##### Information
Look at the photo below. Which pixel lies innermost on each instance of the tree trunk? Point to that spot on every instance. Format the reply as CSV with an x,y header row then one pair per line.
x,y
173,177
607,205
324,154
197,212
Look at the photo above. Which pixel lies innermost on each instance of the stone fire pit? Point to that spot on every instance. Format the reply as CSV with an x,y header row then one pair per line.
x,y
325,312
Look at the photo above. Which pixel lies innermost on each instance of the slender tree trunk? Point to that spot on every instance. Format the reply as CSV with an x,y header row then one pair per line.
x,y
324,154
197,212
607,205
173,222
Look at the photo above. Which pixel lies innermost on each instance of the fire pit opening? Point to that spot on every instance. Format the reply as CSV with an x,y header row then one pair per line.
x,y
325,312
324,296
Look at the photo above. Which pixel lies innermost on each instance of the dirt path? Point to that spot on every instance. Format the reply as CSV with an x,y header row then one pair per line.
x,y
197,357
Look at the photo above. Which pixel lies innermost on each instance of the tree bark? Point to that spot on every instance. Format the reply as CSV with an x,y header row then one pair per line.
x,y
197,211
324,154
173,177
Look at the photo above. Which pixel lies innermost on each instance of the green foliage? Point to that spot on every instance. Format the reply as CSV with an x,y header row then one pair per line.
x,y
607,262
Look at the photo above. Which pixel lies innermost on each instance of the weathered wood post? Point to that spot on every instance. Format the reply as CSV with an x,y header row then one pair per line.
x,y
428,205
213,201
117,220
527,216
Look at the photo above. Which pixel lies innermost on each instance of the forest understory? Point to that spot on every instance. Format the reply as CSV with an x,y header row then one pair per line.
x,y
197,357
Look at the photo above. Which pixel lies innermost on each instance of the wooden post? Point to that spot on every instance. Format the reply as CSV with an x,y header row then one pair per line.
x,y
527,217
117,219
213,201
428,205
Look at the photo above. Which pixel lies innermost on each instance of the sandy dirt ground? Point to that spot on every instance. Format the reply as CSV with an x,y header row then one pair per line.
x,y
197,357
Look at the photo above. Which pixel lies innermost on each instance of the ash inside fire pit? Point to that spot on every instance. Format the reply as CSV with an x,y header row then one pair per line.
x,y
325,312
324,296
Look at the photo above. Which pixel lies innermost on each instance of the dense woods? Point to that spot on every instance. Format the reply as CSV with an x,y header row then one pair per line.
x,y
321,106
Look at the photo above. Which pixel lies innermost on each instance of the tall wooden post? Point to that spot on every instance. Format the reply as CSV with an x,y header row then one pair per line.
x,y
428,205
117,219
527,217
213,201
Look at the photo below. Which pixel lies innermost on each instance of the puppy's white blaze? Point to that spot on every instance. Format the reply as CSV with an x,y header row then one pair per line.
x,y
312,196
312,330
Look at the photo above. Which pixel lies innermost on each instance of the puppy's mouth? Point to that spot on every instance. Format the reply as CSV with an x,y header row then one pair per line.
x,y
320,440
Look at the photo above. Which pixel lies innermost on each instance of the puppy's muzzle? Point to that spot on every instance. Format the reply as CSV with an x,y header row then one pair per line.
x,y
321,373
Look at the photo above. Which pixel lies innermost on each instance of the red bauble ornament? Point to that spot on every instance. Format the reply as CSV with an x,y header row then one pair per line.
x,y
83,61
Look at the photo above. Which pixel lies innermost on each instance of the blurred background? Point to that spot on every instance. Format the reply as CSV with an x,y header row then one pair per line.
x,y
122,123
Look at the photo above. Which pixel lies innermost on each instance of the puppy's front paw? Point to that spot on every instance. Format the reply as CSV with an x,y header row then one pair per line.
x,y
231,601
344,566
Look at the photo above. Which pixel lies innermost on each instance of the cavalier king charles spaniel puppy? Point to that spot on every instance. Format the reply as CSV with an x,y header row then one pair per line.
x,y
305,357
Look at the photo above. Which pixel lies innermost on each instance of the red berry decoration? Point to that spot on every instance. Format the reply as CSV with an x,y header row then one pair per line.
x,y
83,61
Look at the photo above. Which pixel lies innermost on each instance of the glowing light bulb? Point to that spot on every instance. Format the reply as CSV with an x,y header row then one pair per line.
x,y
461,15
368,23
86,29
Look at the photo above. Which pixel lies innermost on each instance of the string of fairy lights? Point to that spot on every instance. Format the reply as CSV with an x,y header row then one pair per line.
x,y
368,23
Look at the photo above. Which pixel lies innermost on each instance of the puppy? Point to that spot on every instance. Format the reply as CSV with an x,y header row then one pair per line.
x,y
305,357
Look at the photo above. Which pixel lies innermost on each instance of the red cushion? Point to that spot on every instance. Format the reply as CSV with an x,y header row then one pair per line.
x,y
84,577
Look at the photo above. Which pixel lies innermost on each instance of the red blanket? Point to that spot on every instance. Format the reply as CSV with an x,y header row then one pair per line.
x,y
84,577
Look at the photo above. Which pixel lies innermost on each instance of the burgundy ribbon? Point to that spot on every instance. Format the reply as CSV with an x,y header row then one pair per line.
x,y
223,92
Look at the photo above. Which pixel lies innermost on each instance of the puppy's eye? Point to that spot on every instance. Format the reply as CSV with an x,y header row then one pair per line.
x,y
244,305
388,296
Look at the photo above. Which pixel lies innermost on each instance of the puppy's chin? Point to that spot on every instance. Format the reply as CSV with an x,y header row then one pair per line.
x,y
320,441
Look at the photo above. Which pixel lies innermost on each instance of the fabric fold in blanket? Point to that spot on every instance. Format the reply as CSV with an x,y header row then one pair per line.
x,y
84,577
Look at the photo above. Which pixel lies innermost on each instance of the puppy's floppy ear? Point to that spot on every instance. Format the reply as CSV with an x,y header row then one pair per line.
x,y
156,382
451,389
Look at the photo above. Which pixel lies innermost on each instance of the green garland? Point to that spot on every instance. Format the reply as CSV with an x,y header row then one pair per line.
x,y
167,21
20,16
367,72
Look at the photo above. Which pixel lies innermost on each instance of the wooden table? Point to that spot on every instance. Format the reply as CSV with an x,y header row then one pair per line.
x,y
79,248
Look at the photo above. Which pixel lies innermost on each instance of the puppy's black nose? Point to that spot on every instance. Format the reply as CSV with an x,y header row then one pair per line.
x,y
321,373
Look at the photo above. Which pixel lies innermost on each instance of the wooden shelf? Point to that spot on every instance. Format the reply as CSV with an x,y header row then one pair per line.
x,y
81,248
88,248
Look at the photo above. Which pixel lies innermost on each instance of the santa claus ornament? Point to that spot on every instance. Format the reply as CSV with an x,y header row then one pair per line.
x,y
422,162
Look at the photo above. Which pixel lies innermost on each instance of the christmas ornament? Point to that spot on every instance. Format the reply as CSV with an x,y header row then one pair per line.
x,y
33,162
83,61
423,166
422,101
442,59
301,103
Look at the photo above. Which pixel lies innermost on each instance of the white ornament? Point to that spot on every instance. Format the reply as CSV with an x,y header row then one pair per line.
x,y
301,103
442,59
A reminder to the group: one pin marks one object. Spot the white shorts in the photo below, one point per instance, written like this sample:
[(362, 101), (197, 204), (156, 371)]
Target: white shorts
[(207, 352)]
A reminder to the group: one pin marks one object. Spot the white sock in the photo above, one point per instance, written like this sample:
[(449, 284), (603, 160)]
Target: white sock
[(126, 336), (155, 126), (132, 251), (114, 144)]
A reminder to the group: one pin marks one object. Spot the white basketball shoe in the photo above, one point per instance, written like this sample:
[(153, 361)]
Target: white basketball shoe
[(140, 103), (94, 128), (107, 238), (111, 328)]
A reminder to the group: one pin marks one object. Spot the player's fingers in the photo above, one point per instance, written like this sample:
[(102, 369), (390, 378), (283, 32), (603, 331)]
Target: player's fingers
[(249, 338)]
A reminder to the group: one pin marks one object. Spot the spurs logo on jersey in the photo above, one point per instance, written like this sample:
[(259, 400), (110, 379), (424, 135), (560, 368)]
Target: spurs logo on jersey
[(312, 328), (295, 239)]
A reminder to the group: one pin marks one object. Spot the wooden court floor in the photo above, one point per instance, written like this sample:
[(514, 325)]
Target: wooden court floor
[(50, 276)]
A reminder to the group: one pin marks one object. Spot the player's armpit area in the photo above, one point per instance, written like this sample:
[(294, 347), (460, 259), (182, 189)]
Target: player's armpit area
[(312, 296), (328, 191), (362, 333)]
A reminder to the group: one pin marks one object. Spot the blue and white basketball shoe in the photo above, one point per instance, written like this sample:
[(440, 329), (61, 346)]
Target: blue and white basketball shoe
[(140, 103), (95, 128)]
##########
• [What is required]:
Transcribe, exactly and without additions, the lines of the records above, beginning with the line that contains "[(362, 101), (197, 204), (156, 371)]" and ending with the line that contains "[(449, 284), (603, 160)]", both included.

• [Exercise result]:
[(362, 101), (197, 204), (156, 371)]
Target: white shorts
[(207, 352)]
A reminder to the group: one pin marks one object. Spot the white sock in the photo above, one point per instance, written like this sample:
[(449, 284), (603, 160)]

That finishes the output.